WORK TO COMPLETE: Produce as output only the lines below starting at the line with "TARGET: white batting glove" and continuing through the line with "TARGET: blurred glove", each one exactly as written.

Recorded data
----------

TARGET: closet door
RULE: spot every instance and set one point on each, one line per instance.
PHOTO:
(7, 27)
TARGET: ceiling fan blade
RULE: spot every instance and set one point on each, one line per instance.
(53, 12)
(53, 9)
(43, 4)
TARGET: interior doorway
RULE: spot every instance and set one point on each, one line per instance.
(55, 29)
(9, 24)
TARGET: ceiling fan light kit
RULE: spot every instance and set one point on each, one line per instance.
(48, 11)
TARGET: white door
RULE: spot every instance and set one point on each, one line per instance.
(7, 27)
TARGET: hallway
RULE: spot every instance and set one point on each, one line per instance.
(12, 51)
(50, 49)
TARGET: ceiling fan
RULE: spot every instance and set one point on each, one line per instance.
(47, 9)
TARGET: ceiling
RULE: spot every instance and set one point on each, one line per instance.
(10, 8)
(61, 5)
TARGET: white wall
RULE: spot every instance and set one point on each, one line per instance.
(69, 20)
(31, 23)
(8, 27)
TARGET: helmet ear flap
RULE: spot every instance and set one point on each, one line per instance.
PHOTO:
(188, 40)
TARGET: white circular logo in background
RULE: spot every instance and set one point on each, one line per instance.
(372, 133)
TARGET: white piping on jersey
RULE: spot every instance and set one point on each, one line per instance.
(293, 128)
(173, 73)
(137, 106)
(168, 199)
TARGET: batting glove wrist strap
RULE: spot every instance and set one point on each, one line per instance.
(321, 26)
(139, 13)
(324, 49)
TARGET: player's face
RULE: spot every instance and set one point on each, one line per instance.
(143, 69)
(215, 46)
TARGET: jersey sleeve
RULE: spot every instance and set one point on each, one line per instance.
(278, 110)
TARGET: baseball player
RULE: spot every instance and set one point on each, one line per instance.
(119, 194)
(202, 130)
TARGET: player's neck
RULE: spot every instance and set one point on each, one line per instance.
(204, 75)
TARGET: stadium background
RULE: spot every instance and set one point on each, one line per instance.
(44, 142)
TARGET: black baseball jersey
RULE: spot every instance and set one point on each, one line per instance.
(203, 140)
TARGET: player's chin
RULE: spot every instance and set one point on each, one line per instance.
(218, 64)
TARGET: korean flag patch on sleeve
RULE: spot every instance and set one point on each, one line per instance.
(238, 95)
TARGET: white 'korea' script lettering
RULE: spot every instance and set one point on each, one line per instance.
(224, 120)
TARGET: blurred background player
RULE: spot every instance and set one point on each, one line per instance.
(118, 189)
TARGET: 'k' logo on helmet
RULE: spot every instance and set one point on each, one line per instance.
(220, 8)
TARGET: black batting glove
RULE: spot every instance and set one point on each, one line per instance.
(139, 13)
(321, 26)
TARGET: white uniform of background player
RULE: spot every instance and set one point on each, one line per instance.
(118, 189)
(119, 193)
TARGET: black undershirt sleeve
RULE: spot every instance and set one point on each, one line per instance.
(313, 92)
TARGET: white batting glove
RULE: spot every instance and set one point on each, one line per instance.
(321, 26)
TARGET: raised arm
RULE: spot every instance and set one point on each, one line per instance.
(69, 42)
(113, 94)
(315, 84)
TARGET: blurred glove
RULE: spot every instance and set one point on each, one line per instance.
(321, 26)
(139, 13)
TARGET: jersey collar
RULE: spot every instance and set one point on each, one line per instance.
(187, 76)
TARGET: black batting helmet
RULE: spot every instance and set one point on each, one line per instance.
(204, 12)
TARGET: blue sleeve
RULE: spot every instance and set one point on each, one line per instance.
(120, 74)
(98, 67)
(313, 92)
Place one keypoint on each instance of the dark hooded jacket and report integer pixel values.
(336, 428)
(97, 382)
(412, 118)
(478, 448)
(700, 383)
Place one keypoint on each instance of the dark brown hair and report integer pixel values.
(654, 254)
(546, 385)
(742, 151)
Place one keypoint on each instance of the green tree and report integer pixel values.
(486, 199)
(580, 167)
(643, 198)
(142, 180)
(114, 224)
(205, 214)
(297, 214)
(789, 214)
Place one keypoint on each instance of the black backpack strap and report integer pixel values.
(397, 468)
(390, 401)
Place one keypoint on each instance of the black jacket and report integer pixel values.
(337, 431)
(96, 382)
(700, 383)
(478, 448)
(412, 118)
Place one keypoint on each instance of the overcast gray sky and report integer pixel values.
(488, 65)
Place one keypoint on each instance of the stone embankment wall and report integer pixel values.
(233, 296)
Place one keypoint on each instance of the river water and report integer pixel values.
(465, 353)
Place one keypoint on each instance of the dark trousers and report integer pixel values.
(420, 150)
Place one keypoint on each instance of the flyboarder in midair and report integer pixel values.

----------

RESPONSE TO THIS EXERCISE:
TARGET: white batting glove
RULE: spot every instance and set one point on each, one line per instance.
(321, 26)
TARGET: raised arm
RULE: spot every instance and set one point on each, one line per instance.
(69, 42)
(113, 94)
(315, 84)
TARGET: blurred glove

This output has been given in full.